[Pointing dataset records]
----
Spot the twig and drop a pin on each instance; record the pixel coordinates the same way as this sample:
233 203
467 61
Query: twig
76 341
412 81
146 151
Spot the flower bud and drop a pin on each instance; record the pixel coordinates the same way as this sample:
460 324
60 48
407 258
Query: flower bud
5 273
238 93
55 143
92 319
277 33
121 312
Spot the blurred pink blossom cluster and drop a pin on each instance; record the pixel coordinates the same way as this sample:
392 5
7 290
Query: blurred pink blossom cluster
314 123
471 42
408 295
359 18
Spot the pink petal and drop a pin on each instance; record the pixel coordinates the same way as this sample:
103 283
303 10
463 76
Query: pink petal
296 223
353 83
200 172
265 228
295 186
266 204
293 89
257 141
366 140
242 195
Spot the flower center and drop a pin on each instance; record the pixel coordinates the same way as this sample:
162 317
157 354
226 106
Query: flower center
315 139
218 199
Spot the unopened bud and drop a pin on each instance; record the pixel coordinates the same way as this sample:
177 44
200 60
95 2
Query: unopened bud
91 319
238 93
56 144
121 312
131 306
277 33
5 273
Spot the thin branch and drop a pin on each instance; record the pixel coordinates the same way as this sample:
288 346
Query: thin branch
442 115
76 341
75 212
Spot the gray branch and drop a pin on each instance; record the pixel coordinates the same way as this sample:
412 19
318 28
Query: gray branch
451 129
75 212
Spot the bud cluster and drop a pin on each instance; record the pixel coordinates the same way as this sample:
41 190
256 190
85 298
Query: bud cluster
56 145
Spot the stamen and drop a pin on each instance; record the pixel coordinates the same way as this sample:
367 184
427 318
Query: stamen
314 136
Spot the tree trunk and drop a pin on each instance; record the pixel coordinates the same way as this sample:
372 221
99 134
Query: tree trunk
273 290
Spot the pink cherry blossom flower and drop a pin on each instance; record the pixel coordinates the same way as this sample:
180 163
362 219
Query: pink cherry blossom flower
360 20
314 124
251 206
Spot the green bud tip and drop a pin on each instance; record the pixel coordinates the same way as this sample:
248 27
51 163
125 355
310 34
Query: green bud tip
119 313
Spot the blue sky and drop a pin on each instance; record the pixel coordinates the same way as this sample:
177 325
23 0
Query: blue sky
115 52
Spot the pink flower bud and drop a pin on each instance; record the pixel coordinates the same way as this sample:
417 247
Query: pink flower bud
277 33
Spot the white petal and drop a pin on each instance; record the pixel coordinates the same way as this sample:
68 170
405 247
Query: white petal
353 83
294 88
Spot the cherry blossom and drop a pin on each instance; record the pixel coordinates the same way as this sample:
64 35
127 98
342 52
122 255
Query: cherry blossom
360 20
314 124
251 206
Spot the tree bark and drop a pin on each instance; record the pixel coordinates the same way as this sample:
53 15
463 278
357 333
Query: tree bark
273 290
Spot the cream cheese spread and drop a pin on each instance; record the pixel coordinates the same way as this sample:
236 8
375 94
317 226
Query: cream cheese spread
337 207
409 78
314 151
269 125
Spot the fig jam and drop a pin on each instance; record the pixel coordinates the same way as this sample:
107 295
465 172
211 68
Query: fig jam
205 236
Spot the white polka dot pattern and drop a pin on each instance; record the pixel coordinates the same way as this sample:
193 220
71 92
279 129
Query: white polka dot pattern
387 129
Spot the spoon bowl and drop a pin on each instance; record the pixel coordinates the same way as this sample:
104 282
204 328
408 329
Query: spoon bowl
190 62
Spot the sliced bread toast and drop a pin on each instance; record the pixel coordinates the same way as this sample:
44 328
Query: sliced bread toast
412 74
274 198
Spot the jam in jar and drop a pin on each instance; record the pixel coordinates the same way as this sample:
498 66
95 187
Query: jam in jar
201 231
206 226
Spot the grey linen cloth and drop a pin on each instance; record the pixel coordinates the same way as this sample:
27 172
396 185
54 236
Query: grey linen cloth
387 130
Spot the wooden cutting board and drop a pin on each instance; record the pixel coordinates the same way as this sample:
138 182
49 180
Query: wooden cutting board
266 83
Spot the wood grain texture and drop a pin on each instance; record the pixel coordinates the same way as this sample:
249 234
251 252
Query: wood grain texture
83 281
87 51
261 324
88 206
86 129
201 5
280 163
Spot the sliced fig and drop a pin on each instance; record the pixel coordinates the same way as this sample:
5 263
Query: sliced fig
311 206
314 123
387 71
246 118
----
The entries above must be returned exactly.

▶ _SOLVED PROBLEM_
Spot the twig and drop a pin on each instance; record the pixel coordinates the same way as this sample:
233 203
467 61
Query: twig
76 341
412 81
146 151
Spot the flower bud and drop a pin on each instance; record the pixel coordinates the same way as this sample:
460 324
60 48
407 258
Query: flower bud
5 273
238 93
55 143
92 319
277 33
121 312
Spot the blurred pink blossom cluster and drop a pin on each instance; record the pixel coordinates the same way as this sample:
392 5
7 290
Query: blurred pink blossom cluster
314 123
471 42
408 295
359 18
Spot the pink petal and drop a pin on each instance; record the pixel coordinates the same way as this sample:
103 283
303 10
463 76
Query: pink petal
296 223
353 83
200 172
265 228
295 186
266 204
293 89
257 141
366 140
242 195
Spot the flower center and drop a pin on each instance; record the pixel coordinates the same way as this sample:
162 317
157 354
226 106
Query: flower center
315 139
218 199
Spot the unopened bud and drop a pin on each instance; record the pixel coordinates the same way as this sample:
177 44
200 60
95 2
Query: unopened bud
91 319
238 93
56 144
121 312
131 306
277 33
5 273
Spot the thin branch and drop a pin on each instance; record the pixel coordinates the same way as this sample:
288 346
Query: thin branch
442 115
76 341
75 212
Spot the gray branch and drop a pin on each instance; record the pixel coordinates the same way as this sample:
412 19
318 28
Query: gray branch
451 129
75 212
Spot the bud cluster and drop a pin on each instance; record the pixel coordinates the same way as this sample:
41 190
256 190
85 298
Query: bud cluster
56 145
Spot the stamen and drop a pin on each instance; record the pixel coordinates the same way as this sample:
367 184
427 318
Query: stamen
314 136
Spot the tree trunk and drop a pin on each instance; record the pixel coordinates the same way as this sample:
372 221
99 134
Query: tree trunk
273 290
Spot the pink cherry blossom flower and drop a pin on each instance; record the pixel coordinates the same way as this sample:
180 163
362 219
Query: pink cherry blossom flower
360 20
314 124
251 206
Spot the green bud tip and drop a pin on each instance; record the pixel coordinates the same way as this sample:
248 27
51 163
125 355
310 34
Query: green bud tip
119 313
Spot the blue sky and drop a pin on each instance; record the pixel coordinates the same way as this sample:
177 325
23 0
Query: blue sky
115 52
Spot the pink flower bud and drop a pin on each instance; record the pixel coordinates the same way as this sample:
417 247
Query: pink flower bud
277 33
Spot the white petal and drop a pin on each instance; record the pixel coordinates the same way as this sample:
68 170
405 247
Query: white petal
353 83
294 88
Spot the cherry blossom and drop a pin on each instance; record the pixel coordinates the same way as this sample:
64 35
127 98
342 52
122 255
Query: cherry blossom
360 20
314 124
251 206
Spot the tree bark and drop a pin on each instance; record the pixel coordinates the same way as this sample:
53 15
463 278
357 333
Query: tree bark
273 290
Spot the cream cheese spread and drop a pin on each instance; record the pixel coordinates the same way as this sample:
236 8
375 94
317 226
Query: cream cheese spread
337 207
409 78
314 151
269 125
Spot the fig jam and drop a pin on each instance; record the pixel coordinates the same way as this sample:
107 295
465 172
211 68
Query: fig jam
205 236
Spot the white polka dot pattern and drop a pin on each instance; record the pixel coordinates the same way as this sample:
193 220
71 92
279 129
Query: white polka dot pattern
387 129
Spot the spoon bowl and drop a pin on each instance; record the pixel coordinates the same way as this sample:
104 282
204 328
408 329
Query: spoon bowl
190 62
Spot the sliced bread toast and drop a pin on each instance; record the pixel coordinates the same way as this sample:
44 328
Query: sliced bread toast
412 74
274 198
Spot the jam in jar and drop a pin on each instance; record the pixel coordinates the same way as this sample:
498 66
95 187
Query: jam in jar
201 231
206 226
Spot the grey linen cloth and drop a pin on each instance; record the pixel coordinates the same way as this sample:
27 172
396 185
54 236
Query: grey linen cloth
387 130
Spot the wooden cutting board and drop a pin on each instance; record the pixel coordinates the same way as this sample:
138 182
49 180
Query: wooden cutting board
266 83
Spot the wood grain texture and drop a pin on each instance; record the pixel coordinates the same way as this sample:
249 234
251 252
Query: wood grain texture
83 281
87 51
261 324
88 206
86 129
201 5
280 163
Spot the sliced fig and drop a pin on each instance; record the pixel coordinates the same way as this sample:
5 263
Query: sliced fig
311 206
314 123
387 71
246 118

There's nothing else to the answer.